WHAT THE EXERCISE ASKS »
Copy out each line exactly as it appears.

DATASET CONTENT »
<<<<
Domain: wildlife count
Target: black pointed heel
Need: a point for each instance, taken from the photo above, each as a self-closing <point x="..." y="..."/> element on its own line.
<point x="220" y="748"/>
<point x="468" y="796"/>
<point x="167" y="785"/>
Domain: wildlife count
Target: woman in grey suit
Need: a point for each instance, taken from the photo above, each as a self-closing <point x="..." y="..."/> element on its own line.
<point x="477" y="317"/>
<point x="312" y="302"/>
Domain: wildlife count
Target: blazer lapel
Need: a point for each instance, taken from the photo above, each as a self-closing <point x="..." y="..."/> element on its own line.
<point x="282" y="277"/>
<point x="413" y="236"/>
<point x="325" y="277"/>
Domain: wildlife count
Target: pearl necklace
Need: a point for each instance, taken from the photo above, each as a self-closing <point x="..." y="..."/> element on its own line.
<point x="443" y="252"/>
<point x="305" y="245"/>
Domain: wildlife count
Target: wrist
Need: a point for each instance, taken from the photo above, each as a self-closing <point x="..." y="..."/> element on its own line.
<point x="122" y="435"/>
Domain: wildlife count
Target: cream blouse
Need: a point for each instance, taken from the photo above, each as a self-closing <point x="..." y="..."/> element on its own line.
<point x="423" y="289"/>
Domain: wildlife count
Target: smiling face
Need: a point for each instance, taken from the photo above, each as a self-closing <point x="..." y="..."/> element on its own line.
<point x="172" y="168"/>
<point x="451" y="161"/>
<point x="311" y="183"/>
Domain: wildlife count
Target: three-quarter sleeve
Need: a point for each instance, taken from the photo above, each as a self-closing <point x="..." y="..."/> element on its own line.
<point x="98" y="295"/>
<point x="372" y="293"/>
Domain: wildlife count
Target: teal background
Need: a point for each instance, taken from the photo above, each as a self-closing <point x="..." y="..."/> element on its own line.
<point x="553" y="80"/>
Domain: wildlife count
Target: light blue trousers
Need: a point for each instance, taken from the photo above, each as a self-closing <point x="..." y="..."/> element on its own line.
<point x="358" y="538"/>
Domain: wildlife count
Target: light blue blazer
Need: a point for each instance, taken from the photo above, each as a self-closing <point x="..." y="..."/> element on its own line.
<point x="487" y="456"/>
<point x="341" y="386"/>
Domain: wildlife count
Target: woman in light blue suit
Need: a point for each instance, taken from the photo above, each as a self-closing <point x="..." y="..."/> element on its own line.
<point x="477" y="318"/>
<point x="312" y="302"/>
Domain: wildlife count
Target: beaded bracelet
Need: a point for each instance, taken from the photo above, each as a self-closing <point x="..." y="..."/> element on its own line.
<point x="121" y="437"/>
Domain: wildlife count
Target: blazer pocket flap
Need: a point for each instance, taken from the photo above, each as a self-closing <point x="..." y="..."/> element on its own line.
>>>>
REPLY »
Domain: wildlife count
Target: black pointed heel
Need: a point for each instance, taken from the photo above, each as a self-closing <point x="..." y="..."/> element on its own line.
<point x="220" y="748"/>
<point x="468" y="796"/>
<point x="167" y="785"/>
Domain: wildlife count
Target: woman in grey suit
Need: a point for each instance, taken from the photo above, each as a self-closing <point x="..." y="..."/> element on its own line.
<point x="477" y="317"/>
<point x="312" y="302"/>
Domain: wildlife count
Target: blazer lapel
Need: a point for each instance, taken from the photo above, each as a self-closing <point x="..." y="..."/> element on its own line.
<point x="282" y="277"/>
<point x="413" y="236"/>
<point x="325" y="277"/>
Domain: wildlife count
Target: pearl necklace
Need: a point for each instance, taken from the photo above, each as a self-closing <point x="..." y="..."/> element on its own line.
<point x="443" y="252"/>
<point x="305" y="245"/>
Domain: wildlife count
Target: wrist
Need: a point for each instance, taken from the photo above, each as a self-closing <point x="..." y="..."/> element on its own line.
<point x="122" y="435"/>
Domain: wildlife count
Target: cream blouse
Need: a point for each instance, taken from the photo above, each as a self-closing <point x="..." y="..."/> element on its own line.
<point x="423" y="289"/>
Domain: wildlife count
Target: smiling face
Need: a point for each instance, taken from the photo above, each as a self-closing <point x="..." y="..."/> element on its own line.
<point x="172" y="168"/>
<point x="451" y="161"/>
<point x="311" y="183"/>
Domain: wildlife count
Target: three-quarter sleeve
Need: a point for each instance, taken from the photo above, each as a self-closing <point x="..." y="..."/> element on its own line.
<point x="98" y="295"/>
<point x="372" y="293"/>
Domain: wildlife count
Target: teal background
Need: a point for each instance, taken from the photo above, each as a self-closing <point x="..." y="..."/> element on its own line.
<point x="553" y="80"/>
Domain: wildlife count
Target: light blue trousers
Need: a point for each instance, taken from the photo above, each as a self-closing <point x="..." y="..."/> element on its own line.
<point x="358" y="538"/>
Domain: wildlife count
Target: light blue blazer
Need: a point for each instance, taken from the photo above, each as a self-closing <point x="..." y="..."/> element on its own line.
<point x="487" y="456"/>
<point x="341" y="386"/>
Domain: wildlife count
Target: woman in light blue suit
Need: a point for each instance, taken from the photo above, each as a self-closing <point x="..." y="..."/> element on its own line.
<point x="477" y="318"/>
<point x="312" y="302"/>
Domain: wildlife count
Target: beaded bracelet
Need: a point for each instance, taken from the photo above, each as a self-closing <point x="..." y="..."/> element on its own line.
<point x="121" y="437"/>
Domain: wildlife count
Target: blazer pocket flap
Need: a point for each instance, taken from the photo above, each as a self-closing <point x="..." y="..."/> element on its own line.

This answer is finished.